##### Data for this task #####

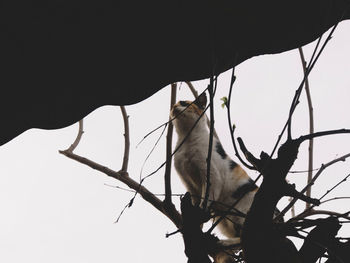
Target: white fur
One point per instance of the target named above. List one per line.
(191, 165)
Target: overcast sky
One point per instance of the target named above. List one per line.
(56, 210)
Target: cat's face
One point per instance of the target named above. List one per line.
(187, 112)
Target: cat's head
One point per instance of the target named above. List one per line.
(186, 113)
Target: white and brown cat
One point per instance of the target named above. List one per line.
(228, 180)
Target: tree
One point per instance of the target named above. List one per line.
(260, 238)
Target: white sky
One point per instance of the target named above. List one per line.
(54, 209)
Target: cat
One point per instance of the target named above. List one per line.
(228, 181)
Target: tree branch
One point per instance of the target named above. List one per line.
(78, 138)
(195, 95)
(126, 139)
(211, 137)
(123, 177)
(169, 138)
(311, 122)
(323, 167)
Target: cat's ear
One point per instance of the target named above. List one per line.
(201, 101)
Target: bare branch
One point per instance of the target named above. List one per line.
(323, 133)
(298, 91)
(78, 138)
(169, 139)
(193, 90)
(335, 186)
(211, 137)
(312, 212)
(195, 95)
(148, 196)
(231, 127)
(323, 167)
(311, 122)
(126, 139)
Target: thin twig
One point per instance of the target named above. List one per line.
(297, 94)
(151, 151)
(312, 212)
(169, 139)
(323, 133)
(311, 123)
(211, 137)
(173, 215)
(231, 128)
(166, 123)
(335, 186)
(78, 138)
(126, 139)
(193, 90)
(195, 95)
(323, 167)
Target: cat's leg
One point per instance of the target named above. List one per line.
(214, 187)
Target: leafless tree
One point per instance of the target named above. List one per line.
(263, 235)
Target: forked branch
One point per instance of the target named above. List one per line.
(123, 177)
(78, 138)
(169, 139)
(126, 139)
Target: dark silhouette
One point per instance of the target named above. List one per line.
(62, 59)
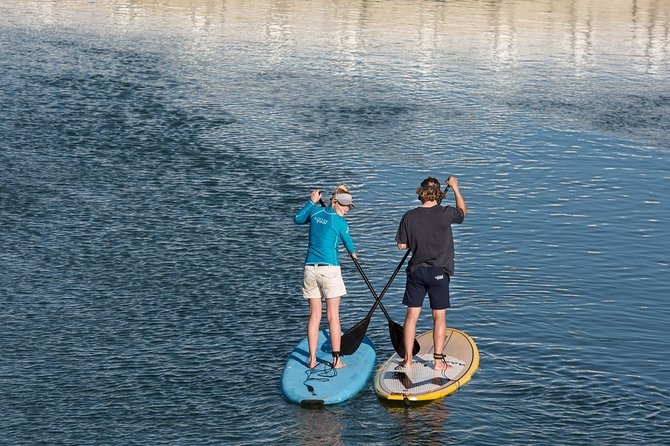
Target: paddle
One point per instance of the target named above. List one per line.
(353, 337)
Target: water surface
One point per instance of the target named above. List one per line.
(152, 155)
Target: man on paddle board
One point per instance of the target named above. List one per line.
(322, 277)
(426, 231)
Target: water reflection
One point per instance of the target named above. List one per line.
(425, 29)
(424, 424)
(318, 427)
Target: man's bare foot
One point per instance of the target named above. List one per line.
(440, 363)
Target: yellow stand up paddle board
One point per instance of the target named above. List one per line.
(421, 382)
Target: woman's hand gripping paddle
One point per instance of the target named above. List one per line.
(353, 337)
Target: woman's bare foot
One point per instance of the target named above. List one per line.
(337, 363)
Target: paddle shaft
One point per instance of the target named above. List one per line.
(378, 298)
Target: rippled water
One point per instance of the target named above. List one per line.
(152, 155)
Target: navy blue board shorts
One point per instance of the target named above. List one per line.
(431, 280)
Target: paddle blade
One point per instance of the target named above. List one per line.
(353, 337)
(397, 333)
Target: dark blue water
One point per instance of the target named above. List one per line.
(152, 157)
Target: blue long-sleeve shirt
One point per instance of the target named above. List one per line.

#####

■ Assigned task
Starting with the line that contains "Target: paddle shaft", write out each line through the end of the listing, exactly as it appears, and include nothing else.

■ Exercise output
Target: paddle shaft
One point per instance of the target named above. List one per line.
(378, 298)
Target: rippled water
One point per instance of the target named above. List one per line.
(152, 155)
Target: navy blue board shorts
One point per instance of the target named above. List one per line.
(431, 280)
Target: paddle blade
One point per instance of the target named above. List one per line.
(353, 337)
(397, 333)
Target: dark blue water
One point per instance of the target named above. List one per line.
(152, 157)
Target: blue long-sleeve shirt
One point per instance of the target named above. List one per line.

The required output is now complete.